Write the next portion of the plate tectonics notes below, beginning after their final line.

● **Extract provided**

-----

Marine Magnetic Anomalies
• Marine magnetic anomalies - bands
of stronger and weaker than average
magnetic field strength
– Parallel mid-oceanic ridges
– Field strength related to basalts
magnetized with same and opposite
polarities as current magnetic field
– Symmetric “bar-code” anomaly pattern
reflects plate motion away from ridge
coupled with magnetic field reversals
– Matches pattern of reversals seen in
continental rocks (Vine and Matthews)
Evidence of Plate Motion
• Seafloor age increases with
distance from mid-oceanic ridge
– Rate of plate motion equals
distance from ridge divided
by age of rocks
– Symmetric age pattern reflects
plate motion away from ridge
Evidence: Plate Motion
• Mid-oceanic ridges are offset
along fracture zones
– Fracture zone segment between offset ridge
crests is a transform fault
– Relative motion along fault is result of
seafloor spreading from adjacent ridges
• Plate motion can be measured
using satellites, radar, lasers and
global positioning systems
– Measurements accurate to within 1 cm
– Motion rates closely match those predicted
using seafloor magnetic anomalies
II. Divergent Plate Boundaries
• At divergent plate boundaries, plates
move away from each other
– Can occur in the middle of the ocean
or within a continent
– Divergent motion eventually creates a
new ocean basin
• Marked by rifting, basaltic
volcanism, and eventual ridge uplift
– During rifting, crust is stretched and thinned
– Graben valleys mark rift zones
– Volcanism common as magma rises through
thinner crust along normal faults
– Ridge uplift by thermal expansion of hot rock
Transform Plate Boundaries
• At transform plate boundaries, plates
slide horizontally past one another
– Marked by transform faults
– Transform faults may connect:
• Two offset segments of mid-oceanic ridge
• A mid-oceanic ridge and a trench
• Two trenches
– Transform offsets of mid-oceanic ridges
allow series of straight-line segments to
approximate curved boundaries required
by spheroidal Earth
Convergent Plate Boundaries
• At convergent plate boundaries,
plates move toward one another
• Nature of boundary depends on plates
involved (oceanic vs. continental)

-----

● **Entries provided**
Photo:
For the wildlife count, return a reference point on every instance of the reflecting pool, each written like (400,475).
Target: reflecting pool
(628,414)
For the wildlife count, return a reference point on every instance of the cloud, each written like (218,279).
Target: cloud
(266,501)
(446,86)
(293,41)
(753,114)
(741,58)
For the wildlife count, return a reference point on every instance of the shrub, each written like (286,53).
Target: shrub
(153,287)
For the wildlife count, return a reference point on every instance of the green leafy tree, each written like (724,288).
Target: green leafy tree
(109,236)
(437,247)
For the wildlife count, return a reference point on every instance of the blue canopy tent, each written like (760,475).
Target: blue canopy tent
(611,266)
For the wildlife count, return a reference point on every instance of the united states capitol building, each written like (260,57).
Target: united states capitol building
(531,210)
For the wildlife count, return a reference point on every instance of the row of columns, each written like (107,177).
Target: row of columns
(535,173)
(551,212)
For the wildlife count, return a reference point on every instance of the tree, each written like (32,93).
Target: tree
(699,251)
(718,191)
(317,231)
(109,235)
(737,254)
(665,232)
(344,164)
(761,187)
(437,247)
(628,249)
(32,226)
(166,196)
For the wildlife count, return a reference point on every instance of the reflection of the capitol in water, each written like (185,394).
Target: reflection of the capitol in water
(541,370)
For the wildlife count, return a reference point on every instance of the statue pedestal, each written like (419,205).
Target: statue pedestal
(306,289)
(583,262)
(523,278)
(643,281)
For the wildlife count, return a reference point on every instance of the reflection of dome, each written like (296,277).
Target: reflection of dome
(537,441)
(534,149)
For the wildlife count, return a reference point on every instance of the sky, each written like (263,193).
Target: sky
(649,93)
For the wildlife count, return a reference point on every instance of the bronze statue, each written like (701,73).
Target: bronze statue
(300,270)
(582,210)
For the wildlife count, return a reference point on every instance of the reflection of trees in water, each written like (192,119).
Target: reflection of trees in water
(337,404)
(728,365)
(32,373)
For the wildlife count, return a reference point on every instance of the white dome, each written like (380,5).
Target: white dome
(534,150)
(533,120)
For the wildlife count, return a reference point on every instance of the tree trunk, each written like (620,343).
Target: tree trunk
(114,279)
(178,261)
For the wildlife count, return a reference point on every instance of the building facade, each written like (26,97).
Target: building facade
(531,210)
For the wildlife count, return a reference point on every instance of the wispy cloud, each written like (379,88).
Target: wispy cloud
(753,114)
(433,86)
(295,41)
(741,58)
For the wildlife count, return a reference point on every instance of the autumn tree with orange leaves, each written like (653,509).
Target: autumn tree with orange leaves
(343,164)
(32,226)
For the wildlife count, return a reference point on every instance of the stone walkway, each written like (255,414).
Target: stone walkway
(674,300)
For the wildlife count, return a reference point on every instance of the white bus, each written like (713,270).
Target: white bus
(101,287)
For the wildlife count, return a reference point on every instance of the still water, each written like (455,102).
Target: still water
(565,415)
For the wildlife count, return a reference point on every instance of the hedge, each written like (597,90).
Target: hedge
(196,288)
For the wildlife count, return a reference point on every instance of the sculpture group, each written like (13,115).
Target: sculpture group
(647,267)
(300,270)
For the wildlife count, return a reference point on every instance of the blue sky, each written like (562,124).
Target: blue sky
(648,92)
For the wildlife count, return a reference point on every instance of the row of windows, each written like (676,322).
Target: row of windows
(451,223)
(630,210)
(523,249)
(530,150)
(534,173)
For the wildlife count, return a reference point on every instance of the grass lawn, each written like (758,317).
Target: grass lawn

-----

● **Exercise result**
– Ocean-ocean plate convergence
• Marked by ocean trench, Benioff zone, and
volcanic island arc
– Ocean-continent plate convergence
• Marked by ocean trench, Benioff zone,
volcanic arc, and mountain belt
– Continent-Continent plate convergence
• Marked by mountain belts and thrust faults
Movement of Plate Boundaries
• Plate boundaries can move over time
– Mid-oceanic ridge crests can migrate
toward or away from subduction zones or
abruptly jump to new positions
– Convergent boundaries can migrate if
subduction angle steepens or overlying
plate has a trenchward motion of its own
• Back-arc spreading may occur, but is
understood
poorly
– Transform boundaries can shift as slivers
of plate shear off
• San Andreas fault shifted eastward about five
million years ago and may do so again
Plate Size
• North American Plate
– Growing because of no subduction and the spreading within the Atlantic
Ocean (MAR)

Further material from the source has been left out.